Source passage

+===+

Aircraft Information

The airplane was a single engine Piper PA-18-150, Super Cub, serial number 18-7709127. The airplane seated two and had a maximum gross weight of 1,750 pounds. The engine was a 150 horsepower Lycoming O-320-A2B engine. The last annual inspection was conducted on February 1, 1999. The airplane had flown 48 hours since the last inspection and had a total time of 7,067 hours. The Minnesota DNR had equipped the airplane with wildlife tracking telemetry equipment.

The Minnesota DNR had purchased N305NR new from the Piper Aircraft Company in 1977. The Chief Pilot for the DNR reported that the stall warning horn was deactivated on the airplane soon after it was obtained in 1977, because it gave inaccurate stall warning indications. Late 1973 was the first year that PA-18-150's were equipped with stall warning horns as standard equipment. The PA-18 Super Cubs were first introduced in 1949.

The Chief Pilot for the DNR reported the airplane was operated as a Public Aircraft by the Minnesota DNR. The FAA Order 8130.2D, 19.c. states, "A U.S. registered public aircraft operating within the territorial limits of the U.S. is not required to have an airworthiness certificate." The Chief Pilot reported that the airplane underwent Annual Inspections and was maintained to FAA Part 91 standards.

Meteorological Conditions

At 0853, the weather conditions reported at Baudette, Minnesota, were winds 080 degrees at 3 knots, sky clear, visibility 10 miles, temperature 62 degrees Fahrenheit, dew point 55 degrees Fahrenheit, altimeter 30.11.

Wreckage and Impact Information

The airplane was found in a marsh in a nearly vertical nose down attitude. The propeller and engine were buried in two to three feet of water and mud. The wings and tail cone remained attached to the fuselage and were in a nearly vertical position.

The leading edges of the left and right wings exhibited a leading edge crush angle of about 90 degrees along the entire span of the wings. The tail cone was buckled forward. Flight control continuity was established from the cockpit to the flight controls. The examination of the engine revealed no pre-impact anomalies. The propeller blades exhibited chordwise scratching and nicks in the leading edges of the blades.

Medical and Pathological Information

An autopsy of the pilot was performed at Mercy Hospital, Coon Rapids, Minnesota.

A Forensic Toxicology Fatal Accident Report was prepared by the FAA Civil Aeromedical Institute. The report indicated the following substances were present in the blood, vitreous fluids, and kidneys: ephedrine, pseudoephedrine, and phenylpropanolamine. The substances are commonly found in over-the-counter cold medications.

+===+

Records excerpted from a collection
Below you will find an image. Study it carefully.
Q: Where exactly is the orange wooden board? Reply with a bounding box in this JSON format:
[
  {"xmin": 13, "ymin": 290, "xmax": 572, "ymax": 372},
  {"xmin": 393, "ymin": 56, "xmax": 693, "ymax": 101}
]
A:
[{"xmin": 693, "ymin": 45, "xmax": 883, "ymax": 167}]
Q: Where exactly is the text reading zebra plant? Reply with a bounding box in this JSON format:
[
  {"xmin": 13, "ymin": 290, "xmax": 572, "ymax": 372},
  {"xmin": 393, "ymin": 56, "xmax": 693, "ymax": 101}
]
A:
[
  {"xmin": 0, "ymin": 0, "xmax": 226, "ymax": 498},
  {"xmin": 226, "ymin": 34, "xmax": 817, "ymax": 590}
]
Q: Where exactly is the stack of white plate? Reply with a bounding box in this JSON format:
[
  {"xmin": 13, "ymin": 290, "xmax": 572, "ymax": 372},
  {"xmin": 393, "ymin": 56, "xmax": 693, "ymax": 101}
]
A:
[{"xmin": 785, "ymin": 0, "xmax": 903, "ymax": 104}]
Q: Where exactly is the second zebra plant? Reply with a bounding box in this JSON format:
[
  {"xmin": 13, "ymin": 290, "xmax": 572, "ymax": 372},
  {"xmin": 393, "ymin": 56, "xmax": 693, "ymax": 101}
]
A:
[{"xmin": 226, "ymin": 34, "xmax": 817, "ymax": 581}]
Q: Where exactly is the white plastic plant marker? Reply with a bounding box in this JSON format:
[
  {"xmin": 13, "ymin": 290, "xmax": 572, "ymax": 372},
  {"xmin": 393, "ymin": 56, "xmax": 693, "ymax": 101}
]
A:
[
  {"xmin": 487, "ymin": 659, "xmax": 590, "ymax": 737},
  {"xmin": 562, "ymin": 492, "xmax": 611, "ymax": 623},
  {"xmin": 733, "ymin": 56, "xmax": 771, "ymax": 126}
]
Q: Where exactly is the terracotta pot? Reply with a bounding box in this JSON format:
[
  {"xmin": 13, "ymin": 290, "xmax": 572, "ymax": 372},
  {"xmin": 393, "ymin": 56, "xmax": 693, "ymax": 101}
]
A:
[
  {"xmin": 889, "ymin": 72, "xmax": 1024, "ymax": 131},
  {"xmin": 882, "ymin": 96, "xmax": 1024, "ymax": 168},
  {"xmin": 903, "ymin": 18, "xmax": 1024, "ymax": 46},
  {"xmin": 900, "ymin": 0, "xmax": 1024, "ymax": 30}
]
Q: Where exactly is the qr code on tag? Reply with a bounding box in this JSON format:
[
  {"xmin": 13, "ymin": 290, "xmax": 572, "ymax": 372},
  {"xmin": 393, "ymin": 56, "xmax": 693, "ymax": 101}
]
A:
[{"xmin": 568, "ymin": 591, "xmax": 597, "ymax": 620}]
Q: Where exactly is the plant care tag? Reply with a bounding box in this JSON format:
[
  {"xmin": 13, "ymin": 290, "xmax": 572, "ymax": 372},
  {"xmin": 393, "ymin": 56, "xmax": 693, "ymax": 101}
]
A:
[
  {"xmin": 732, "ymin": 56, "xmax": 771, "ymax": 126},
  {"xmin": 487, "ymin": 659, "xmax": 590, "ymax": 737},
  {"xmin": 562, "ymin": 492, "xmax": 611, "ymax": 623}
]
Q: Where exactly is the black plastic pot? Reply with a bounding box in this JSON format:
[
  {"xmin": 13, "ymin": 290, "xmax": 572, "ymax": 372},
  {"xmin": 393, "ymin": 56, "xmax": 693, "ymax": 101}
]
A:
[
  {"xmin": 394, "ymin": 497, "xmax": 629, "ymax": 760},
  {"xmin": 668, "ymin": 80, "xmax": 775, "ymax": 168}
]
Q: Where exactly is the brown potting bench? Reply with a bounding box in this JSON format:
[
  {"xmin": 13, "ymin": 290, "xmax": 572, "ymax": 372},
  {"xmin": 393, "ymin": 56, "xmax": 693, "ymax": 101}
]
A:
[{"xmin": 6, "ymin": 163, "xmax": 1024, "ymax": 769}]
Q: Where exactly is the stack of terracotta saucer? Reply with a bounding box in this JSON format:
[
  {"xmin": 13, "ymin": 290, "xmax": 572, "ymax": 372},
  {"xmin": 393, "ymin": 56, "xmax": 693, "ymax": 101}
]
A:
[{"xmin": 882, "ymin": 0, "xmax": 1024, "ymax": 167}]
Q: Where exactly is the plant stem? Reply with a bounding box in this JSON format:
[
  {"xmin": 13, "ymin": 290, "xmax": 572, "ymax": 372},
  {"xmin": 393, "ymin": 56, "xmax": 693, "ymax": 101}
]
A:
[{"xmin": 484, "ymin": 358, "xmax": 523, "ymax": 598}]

+===+

Task instructions
• a. Reproduce word for word the portion of the Super Cub accident report that opens with "The Minnesota DNR had purchased" and closes with "Part 91 standards.".
• b. Write the next part of the Super Cub accident report, picking up right after its final sentence.

Answers by item number
• a.
The Minnesota DNR had purchased N305NR new from the Piper Aircraft Company in 1977. The Chief Pilot for the DNR reported that the stall warning horn was deactivated on the airplane soon after it was obtained in 1977, because it gave inaccurate stall warning indications. Late 1973 was the first year that PA-18-150's were equipped with stall warning horns as standard equipment. The PA-18 Super Cubs were first introduced in 1949.

The Chief Pilot for the DNR reported the airplane was operated as a Public Aircraft by the Minnesota DNR. The FAA Order 8130.2D, 19.c. states, "A U.S. registered public aircraft operating within the territorial limits of the U.S. is not required to have an airworthiness certificate." The Chief Pilot reported that the airplane underwent Annual Inspections and was maintained to FAA Part 91 standards.

• b.
Additional Information

The DNR's operating instructions for telemetry operations stated, "Searches are generally conducted at low altitudes, 200 to 500 ft. AGL." The operating instructions stated, "Once a transmitter is heard a slow flight configuration should be set up to enhance close in maneuvering and passenger comfort." The instructions further stated, "When visual contact with the animal wearing a transmitter is desired the circling method of search is recommended, once the approximate location has been determined. Once the animal has been spotted break out of the circle to make a straight and level pass over it to capture the GPS location."

The DNR's CFI reported he had flown approximately 800 to 900 hours in N305NR. He reported that he never felt the need for a stall warning horn and that no one expressed any concern about it. He reported the airplane was maintained in excellent condition and only DNR pilots flew it.

A DNR pilot who was based in Bemidji, Minnesota, along with the accident pilot, reported the accident pilot, "...felt good about the Super Cub." He reported that, "...we always talked about being down low and being careful." He reported that the lack of a stall warning horn never presented him a problem and it did not affect his flying. He reported that he had flown with the other crewmember doing moose telemetry, and that he had never had a problem with the other crewmember in the backseat.

Parties to the investigation included the Federal Aviation Administration, Textron Lycoming, Minnesota Department of Natural Resources, and Unison Industries.

The aircraft wreckage was released to the Minnesota DNR.

NTSB Probable Cause

the pilot inadvertently stalled the airplane. A factor was the low altitude.